━━━ The records

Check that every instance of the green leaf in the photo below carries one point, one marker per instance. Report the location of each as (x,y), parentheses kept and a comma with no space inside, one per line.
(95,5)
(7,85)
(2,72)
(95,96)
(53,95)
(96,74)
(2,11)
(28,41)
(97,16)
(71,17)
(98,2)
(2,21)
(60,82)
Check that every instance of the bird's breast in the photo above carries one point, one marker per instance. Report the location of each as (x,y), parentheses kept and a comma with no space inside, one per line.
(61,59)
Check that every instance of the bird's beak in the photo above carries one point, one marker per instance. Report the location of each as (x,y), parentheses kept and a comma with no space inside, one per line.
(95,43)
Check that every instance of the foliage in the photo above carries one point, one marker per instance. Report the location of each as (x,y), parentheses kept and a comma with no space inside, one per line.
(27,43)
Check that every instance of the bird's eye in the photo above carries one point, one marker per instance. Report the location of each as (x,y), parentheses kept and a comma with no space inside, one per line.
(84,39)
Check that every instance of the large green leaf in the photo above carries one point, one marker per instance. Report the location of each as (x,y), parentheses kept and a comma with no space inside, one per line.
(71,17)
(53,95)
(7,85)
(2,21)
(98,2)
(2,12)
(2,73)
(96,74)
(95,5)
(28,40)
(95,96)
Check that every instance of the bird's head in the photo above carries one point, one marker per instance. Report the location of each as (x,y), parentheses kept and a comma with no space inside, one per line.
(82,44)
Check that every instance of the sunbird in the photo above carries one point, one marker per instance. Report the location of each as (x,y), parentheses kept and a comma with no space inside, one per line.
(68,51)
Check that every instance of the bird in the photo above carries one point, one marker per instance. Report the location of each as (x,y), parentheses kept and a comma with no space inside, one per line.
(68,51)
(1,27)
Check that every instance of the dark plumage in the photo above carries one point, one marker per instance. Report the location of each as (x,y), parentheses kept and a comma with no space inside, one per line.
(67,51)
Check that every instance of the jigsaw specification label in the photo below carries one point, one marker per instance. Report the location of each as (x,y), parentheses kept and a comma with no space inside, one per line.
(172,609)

━━━━━━

The response should hold only an exact repeat of the lines from the one with "Check that every instance of the bird's head" to the final line of the listing above.

Check that every instance of the bird's head in the photo above carries one point, one marker per instance. Report the location of each as (x,y), parentheses kept and a comma with no space inside, one per line.
(82,44)
Check that every instance of the sunbird in the photo above carries one point, one marker per instance. Report the location of each as (x,y), parentheses kept and a comma with no space inside, one per line.
(68,51)
Check that every instance of the bird in the photo above carries one point, one marker per instance. Report the location of each as (x,y), parentheses kept and a comma with no space inside, one per line.
(68,51)
(1,27)
Check that every instance of the dark plumage in the photo above carries one point, one marker per instance. Report the location of each as (x,y), parentheses kept and a comma with no space inside, one per line.
(67,51)
Check that every instance of the jigsaw specification label in the photo below carries one point, one marker per instance. Report the location of each as (x,y), parentheses kept and a comma with no space inside, one per line.
(172,609)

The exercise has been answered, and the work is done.